Copy exactly the stretch of data below from the line with "Target: boulder" through the line with "of the swimming", including both of those lines.
┄┄┄┄┄┄┄┄┄┄
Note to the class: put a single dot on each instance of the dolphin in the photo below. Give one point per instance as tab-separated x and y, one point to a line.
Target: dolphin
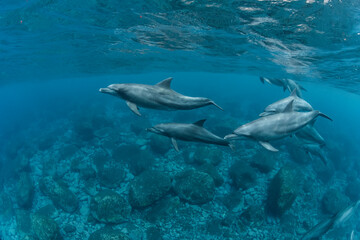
275	126
315	150
194	132
159	96
338	219
288	84
299	105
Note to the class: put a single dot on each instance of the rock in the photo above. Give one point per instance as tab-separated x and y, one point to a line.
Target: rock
163	209
353	190
234	201
109	207
253	215
333	201
159	144
68	228
111	176
148	187
212	171
204	154
264	160
194	186
59	194
242	175
6	206
108	233
87	173
45	228
90	187
24	191
48	211
283	190
214	227
23	221
153	233
68	151
137	159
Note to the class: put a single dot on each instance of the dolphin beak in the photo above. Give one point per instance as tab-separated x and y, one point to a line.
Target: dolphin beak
231	137
107	90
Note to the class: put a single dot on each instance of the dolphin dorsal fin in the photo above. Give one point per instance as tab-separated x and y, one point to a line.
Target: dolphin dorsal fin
289	107
293	93
200	123
312	122
166	83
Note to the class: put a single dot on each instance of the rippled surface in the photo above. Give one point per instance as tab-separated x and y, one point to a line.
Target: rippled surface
305	40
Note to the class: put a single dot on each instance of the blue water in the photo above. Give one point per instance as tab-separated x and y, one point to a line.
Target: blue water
64	144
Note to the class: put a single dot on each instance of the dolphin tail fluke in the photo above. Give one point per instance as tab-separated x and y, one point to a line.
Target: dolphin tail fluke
325	116
232	146
268	146
133	108
302	88
230	137
213	103
173	141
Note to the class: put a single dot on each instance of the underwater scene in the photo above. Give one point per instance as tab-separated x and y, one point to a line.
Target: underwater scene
179	119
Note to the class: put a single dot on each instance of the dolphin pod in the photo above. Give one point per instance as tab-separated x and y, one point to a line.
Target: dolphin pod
194	132
286	84
338	219
286	117
159	96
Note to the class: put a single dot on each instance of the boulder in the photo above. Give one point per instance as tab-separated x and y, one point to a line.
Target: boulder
109	207
212	171
333	201
353	190
45	228
159	144
108	233
283	190
194	186
242	175
148	187
111	176
24	191
59	194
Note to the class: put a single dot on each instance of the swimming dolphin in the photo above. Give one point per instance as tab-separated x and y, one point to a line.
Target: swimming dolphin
309	134
338	219
194	132
299	105
285	84
275	126
159	96
315	150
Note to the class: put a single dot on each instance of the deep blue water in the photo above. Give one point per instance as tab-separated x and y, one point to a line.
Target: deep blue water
64	145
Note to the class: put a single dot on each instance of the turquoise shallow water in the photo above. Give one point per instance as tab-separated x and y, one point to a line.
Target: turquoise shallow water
78	164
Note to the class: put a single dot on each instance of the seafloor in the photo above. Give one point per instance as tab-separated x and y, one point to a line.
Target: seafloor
97	174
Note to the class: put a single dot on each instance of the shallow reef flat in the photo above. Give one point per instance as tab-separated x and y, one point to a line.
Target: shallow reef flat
99	175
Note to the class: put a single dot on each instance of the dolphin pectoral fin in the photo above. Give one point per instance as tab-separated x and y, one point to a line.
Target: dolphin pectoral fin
268	146
173	141
133	108
213	103
325	116
263	80
289	107
294	93
302	88
232	146
166	83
┄┄┄┄┄┄┄┄┄┄
- **Written solution**
Target: boulder
109	207
212	171
333	201
353	190
45	228
159	144
108	233
283	190
194	186
242	175
148	187
111	176
24	191
59	194
Note to the class: put a single dot on each instance of the swimming dolphin in the photo above. Give one point per instance as tab-separated x and y, one point to a line.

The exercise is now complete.